Problem description -> Send back the records exactly as written, with no images.

[Referring expression data]
──────────
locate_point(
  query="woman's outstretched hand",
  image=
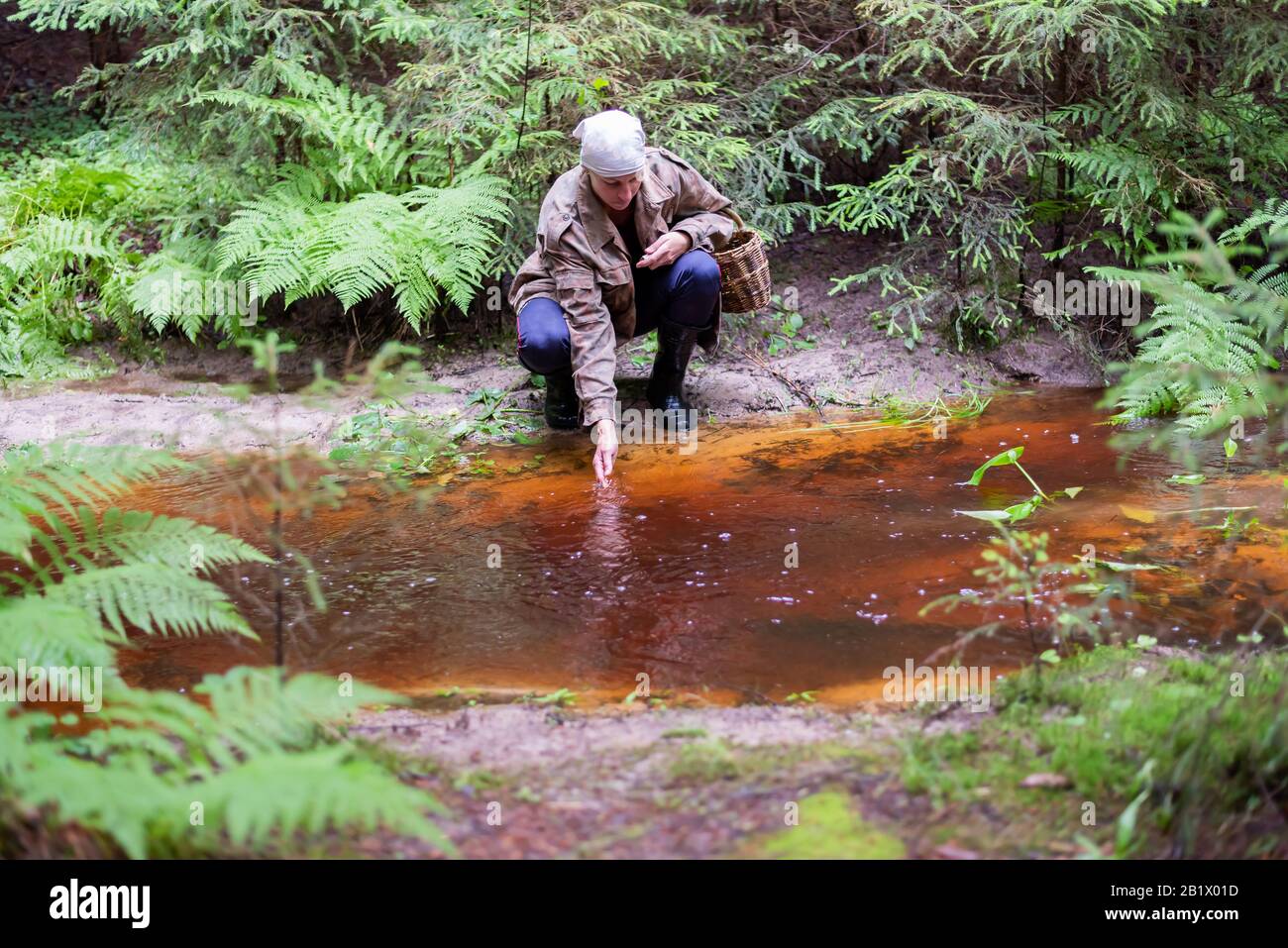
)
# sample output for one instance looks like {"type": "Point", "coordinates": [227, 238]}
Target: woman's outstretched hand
{"type": "Point", "coordinates": [666, 249]}
{"type": "Point", "coordinates": [605, 449]}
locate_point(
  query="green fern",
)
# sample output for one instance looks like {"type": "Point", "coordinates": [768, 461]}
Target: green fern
{"type": "Point", "coordinates": [259, 764]}
{"type": "Point", "coordinates": [424, 244]}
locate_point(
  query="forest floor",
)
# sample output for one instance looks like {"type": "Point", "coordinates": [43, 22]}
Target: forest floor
{"type": "Point", "coordinates": [875, 781]}
{"type": "Point", "coordinates": [185, 398]}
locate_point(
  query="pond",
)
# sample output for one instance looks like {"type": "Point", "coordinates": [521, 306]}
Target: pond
{"type": "Point", "coordinates": [765, 561]}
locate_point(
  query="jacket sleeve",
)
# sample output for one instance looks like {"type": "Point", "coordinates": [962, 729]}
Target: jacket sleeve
{"type": "Point", "coordinates": [697, 210]}
{"type": "Point", "coordinates": [590, 329]}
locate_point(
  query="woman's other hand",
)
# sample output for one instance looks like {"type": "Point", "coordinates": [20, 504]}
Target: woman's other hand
{"type": "Point", "coordinates": [666, 249]}
{"type": "Point", "coordinates": [605, 449]}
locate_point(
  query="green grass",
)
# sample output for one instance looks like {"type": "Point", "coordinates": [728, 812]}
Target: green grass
{"type": "Point", "coordinates": [829, 827]}
{"type": "Point", "coordinates": [1168, 732]}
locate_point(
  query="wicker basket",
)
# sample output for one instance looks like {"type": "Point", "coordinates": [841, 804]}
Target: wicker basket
{"type": "Point", "coordinates": [745, 283]}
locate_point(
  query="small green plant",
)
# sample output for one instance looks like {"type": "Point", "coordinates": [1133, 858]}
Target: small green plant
{"type": "Point", "coordinates": [1017, 511]}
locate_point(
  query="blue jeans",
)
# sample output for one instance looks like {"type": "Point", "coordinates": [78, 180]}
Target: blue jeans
{"type": "Point", "coordinates": [683, 292]}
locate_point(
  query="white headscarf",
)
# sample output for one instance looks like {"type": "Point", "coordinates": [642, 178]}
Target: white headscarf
{"type": "Point", "coordinates": [612, 143]}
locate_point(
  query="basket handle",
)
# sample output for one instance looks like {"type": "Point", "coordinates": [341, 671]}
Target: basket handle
{"type": "Point", "coordinates": [735, 217]}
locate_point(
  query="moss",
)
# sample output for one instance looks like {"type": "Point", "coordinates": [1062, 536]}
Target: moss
{"type": "Point", "coordinates": [829, 827]}
{"type": "Point", "coordinates": [1120, 723]}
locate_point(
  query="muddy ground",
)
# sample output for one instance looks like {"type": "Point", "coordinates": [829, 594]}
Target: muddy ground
{"type": "Point", "coordinates": [181, 397]}
{"type": "Point", "coordinates": [523, 781]}
{"type": "Point", "coordinates": [743, 782]}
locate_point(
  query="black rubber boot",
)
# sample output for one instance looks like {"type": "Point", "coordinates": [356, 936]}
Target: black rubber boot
{"type": "Point", "coordinates": [562, 404]}
{"type": "Point", "coordinates": [666, 385]}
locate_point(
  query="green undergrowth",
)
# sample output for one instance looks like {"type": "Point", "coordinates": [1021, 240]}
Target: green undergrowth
{"type": "Point", "coordinates": [1149, 754]}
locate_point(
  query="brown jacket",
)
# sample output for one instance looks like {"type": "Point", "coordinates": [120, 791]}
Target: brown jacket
{"type": "Point", "coordinates": [583, 263]}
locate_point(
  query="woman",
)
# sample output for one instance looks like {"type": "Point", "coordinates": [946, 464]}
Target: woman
{"type": "Point", "coordinates": [623, 247]}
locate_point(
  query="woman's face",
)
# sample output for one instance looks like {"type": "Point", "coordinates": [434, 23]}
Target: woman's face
{"type": "Point", "coordinates": [616, 192]}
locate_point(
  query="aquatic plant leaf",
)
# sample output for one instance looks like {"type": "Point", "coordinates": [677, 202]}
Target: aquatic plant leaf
{"type": "Point", "coordinates": [1009, 456]}
{"type": "Point", "coordinates": [1018, 511]}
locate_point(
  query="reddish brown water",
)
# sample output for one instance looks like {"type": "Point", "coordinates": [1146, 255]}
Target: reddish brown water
{"type": "Point", "coordinates": [679, 570]}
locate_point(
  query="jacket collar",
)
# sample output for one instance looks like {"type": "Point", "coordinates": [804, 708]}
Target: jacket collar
{"type": "Point", "coordinates": [648, 215]}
──────────
Solution to this task ->
locate_point(
  query="woman's outstretched hand",
  image=
)
# sample output for one instance looks like {"type": "Point", "coordinates": [227, 238]}
Target: woman's outstretched hand
{"type": "Point", "coordinates": [666, 249]}
{"type": "Point", "coordinates": [605, 449]}
locate_point(
  query="green fern",
)
# sample output for one instance looks like {"type": "Point", "coordinates": [768, 461]}
Target: green fern
{"type": "Point", "coordinates": [259, 764]}
{"type": "Point", "coordinates": [424, 244]}
locate_point(
  query="forest floor",
)
# sample output for one instance looks like {"type": "Point", "coordinates": [43, 22]}
Target: forest floor
{"type": "Point", "coordinates": [875, 781]}
{"type": "Point", "coordinates": [185, 398]}
locate_point(
  query="pond",
)
# sample output for one instance looks like {"type": "Point", "coordinates": [521, 306]}
Target: pond
{"type": "Point", "coordinates": [765, 561]}
locate_point(
  query="jacket sleeve",
)
# sample output for one instance looks like {"type": "Point", "coordinates": [962, 729]}
Target: jacket sleeve
{"type": "Point", "coordinates": [697, 210]}
{"type": "Point", "coordinates": [590, 329]}
locate_point(
  query="woman's other hand",
)
# sample output for one instance looks like {"type": "Point", "coordinates": [20, 504]}
Target: woman's other hand
{"type": "Point", "coordinates": [666, 249]}
{"type": "Point", "coordinates": [605, 449]}
locate_point(
  query="green grass",
)
# sample output for one instance looks like {"type": "Point", "coordinates": [728, 812]}
Target: green grass
{"type": "Point", "coordinates": [829, 827]}
{"type": "Point", "coordinates": [1168, 732]}
locate_point(
  query="wicker basket",
)
# sample output for one instance looks like {"type": "Point", "coordinates": [841, 804]}
Target: wicker basket
{"type": "Point", "coordinates": [745, 283]}
locate_point(
  query="small green plant",
)
# sample output for one instance looks like {"type": "Point", "coordinates": [1133, 858]}
Target: small green plant
{"type": "Point", "coordinates": [1017, 511]}
locate_point(
  query="blue jeans",
)
# sample output for one instance looks like {"type": "Point", "coordinates": [78, 180]}
Target: blue jeans
{"type": "Point", "coordinates": [683, 292]}
locate_point(
  query="white headscarf",
)
# sample output for one instance looks like {"type": "Point", "coordinates": [642, 178]}
Target: white headscarf
{"type": "Point", "coordinates": [612, 143]}
locate_point(
  query="basket handle",
)
# sample output for one instance looks like {"type": "Point", "coordinates": [341, 671]}
Target: basket handle
{"type": "Point", "coordinates": [735, 217]}
locate_point(
  query="moss",
)
# sample output for one instance looks like {"type": "Point", "coordinates": [1062, 536]}
Target: moss
{"type": "Point", "coordinates": [829, 827]}
{"type": "Point", "coordinates": [1120, 723]}
locate_point(
  query="muddy ground",
)
# sample output for one instance looks like {"type": "Point", "coordinates": [829, 594]}
Target: muddy ground
{"type": "Point", "coordinates": [181, 397]}
{"type": "Point", "coordinates": [523, 781]}
{"type": "Point", "coordinates": [743, 782]}
locate_point(
  query="black rubber boot",
)
# sample output for one instance looks like {"type": "Point", "coordinates": [356, 936]}
Target: black rubber boot
{"type": "Point", "coordinates": [562, 404]}
{"type": "Point", "coordinates": [666, 385]}
locate_point(
  query="green undergrowth",
)
# sample output for one instance looks like {"type": "Point", "coordinates": [1021, 240]}
Target: green undergrowth
{"type": "Point", "coordinates": [1149, 754]}
locate_point(
  query="brown jacket",
)
# sample output for one instance looks like {"type": "Point", "coordinates": [120, 791]}
Target: brown jacket
{"type": "Point", "coordinates": [583, 263]}
locate_point(
  query="woman",
)
# sample output for one instance looks like {"type": "Point", "coordinates": [946, 464]}
Target: woman
{"type": "Point", "coordinates": [623, 247]}
locate_point(
  query="woman's face",
)
# sample output for one instance looks like {"type": "Point", "coordinates": [434, 23]}
Target: woman's face
{"type": "Point", "coordinates": [616, 192]}
locate_point(
  query="aquatic plant leaf",
)
# sample output for one instance looks like {"type": "Point", "coordinates": [677, 202]}
Target: aquatic plant leaf
{"type": "Point", "coordinates": [1009, 456]}
{"type": "Point", "coordinates": [1018, 511]}
locate_point(
  query="reddish brown water",
)
# sample output for one instance looks like {"type": "Point", "coordinates": [1146, 255]}
Target: reddish brown water
{"type": "Point", "coordinates": [679, 570]}
locate_point(
  query="jacket collar",
)
# sample output for one instance looks like {"type": "Point", "coordinates": [804, 708]}
Target: jacket collar
{"type": "Point", "coordinates": [648, 215]}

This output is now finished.